§ **Teks Bacaan**
LKPP merupakan laporan keuangan yang mengkonsolidasi 87 Laporan Kementerian/Lembaga (LKKL) dan satu Laporan Keuangan Bendahara Umum Negara (LKBUN).
“Ini adalah kewajiban bagi semua pihak yang terlibat dalam pengelolaan keuangan negara untuk patuh terhadap ketentuan undang-undang dalam situasi dan kondisi apapun,” katanya dalam Rapat Paripurna DPR RI di Jakarta, Selasa.
Baca juga: Ketua MPR: Perlu gandeng BPK cegah korupsi dana COVID-19
Agung menyatakan LKPP Audited Tahun 2019 mencakup tujuh komponen yaitu Laporan Realisasi Anggaran, Laporan Perubahan Saldo Anggaran Lebih, Neraca, Laporan Operasional, Laporan Perubahan Ekuitas, Laporan Arus Kas, dan Catatan atas Laporan Keuangan.

[Entri tersimpan]
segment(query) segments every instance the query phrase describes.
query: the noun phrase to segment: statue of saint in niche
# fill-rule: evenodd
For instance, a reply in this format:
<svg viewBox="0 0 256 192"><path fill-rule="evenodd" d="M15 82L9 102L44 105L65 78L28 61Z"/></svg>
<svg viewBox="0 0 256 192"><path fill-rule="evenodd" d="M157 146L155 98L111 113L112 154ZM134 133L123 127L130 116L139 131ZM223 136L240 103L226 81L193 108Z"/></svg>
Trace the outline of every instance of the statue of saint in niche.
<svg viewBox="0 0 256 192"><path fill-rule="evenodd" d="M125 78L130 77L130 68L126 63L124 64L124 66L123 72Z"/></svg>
--
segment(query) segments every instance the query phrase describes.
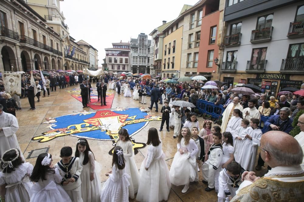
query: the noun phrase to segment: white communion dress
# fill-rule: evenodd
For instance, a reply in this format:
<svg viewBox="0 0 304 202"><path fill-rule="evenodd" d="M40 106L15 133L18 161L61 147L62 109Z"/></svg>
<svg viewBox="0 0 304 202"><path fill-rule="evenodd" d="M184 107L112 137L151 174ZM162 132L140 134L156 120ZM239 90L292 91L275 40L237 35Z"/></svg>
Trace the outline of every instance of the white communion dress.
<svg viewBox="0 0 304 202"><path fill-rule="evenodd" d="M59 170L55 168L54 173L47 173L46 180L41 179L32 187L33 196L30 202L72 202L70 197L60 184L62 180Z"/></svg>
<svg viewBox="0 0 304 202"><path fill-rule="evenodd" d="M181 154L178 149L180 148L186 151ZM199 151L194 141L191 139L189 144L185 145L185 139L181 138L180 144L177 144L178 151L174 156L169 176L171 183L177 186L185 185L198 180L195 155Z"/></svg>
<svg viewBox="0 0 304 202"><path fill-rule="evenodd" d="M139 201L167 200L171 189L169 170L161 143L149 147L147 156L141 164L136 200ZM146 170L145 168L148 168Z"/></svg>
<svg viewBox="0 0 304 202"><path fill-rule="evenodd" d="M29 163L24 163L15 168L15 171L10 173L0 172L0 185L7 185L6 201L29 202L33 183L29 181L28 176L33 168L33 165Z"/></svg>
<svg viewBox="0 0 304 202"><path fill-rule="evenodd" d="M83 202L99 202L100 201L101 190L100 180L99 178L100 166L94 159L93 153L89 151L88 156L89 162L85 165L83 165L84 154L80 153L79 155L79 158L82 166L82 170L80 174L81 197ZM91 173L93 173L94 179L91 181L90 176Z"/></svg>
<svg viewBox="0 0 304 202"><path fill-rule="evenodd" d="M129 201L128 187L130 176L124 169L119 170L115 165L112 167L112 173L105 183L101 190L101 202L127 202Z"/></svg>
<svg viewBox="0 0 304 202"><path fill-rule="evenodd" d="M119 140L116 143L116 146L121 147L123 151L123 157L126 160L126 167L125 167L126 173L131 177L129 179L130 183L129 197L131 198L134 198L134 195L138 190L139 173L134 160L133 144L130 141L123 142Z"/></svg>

§ **Butir Tugas**
Lanjutkan teks tentang LKPP Audited Tahun 2019, mulai dari kalimat sesudah kalimat terakhirnya.

§ **Hasil Latihan**
Realisasi pendapatan negara dan hibah tahun 2019 dilaporkan Rp1.960,63 triliun atau mencapai 90,56 persen dari anggaran yang terdiri dari perpajakan Rp1.546,14 triliun, PNBP Rp408,99 triliun, dan hibah Rp5,49 triliun.
Realisasi belanja negara tahun 2019 Rp2.309,28 triliun atau 93,83 persen dari target yang terdiri dari belanja pemerintah pusat Rp1.496,31 triliun, transfer ke daerah Rp743,15 triliun, dan dana desa Rp69,81 triliun.
Defisit anggaran tahun 2019 mencapai Rp348,65 triliun, namun realisasi pembiayaannya mencapai Rp402,05 triliun atau 115,31 persen dari nilai defisitnya sehingga terdapat Sisa Lebih Pembiayaan Anggaran (SiLPA) Rp53,39 triliun.
Baca juga: BPK bantah ada pejabat dan pegawai aktif rangkap jabatan
Realisasi pembiayaan tersebut terutama diperoleh dari pembiayaan utang Rp437,54 triliun yang berarti pengadaan utang tahun 2019 melebihi kebutuhan pembiayaan untuk menutup defisit.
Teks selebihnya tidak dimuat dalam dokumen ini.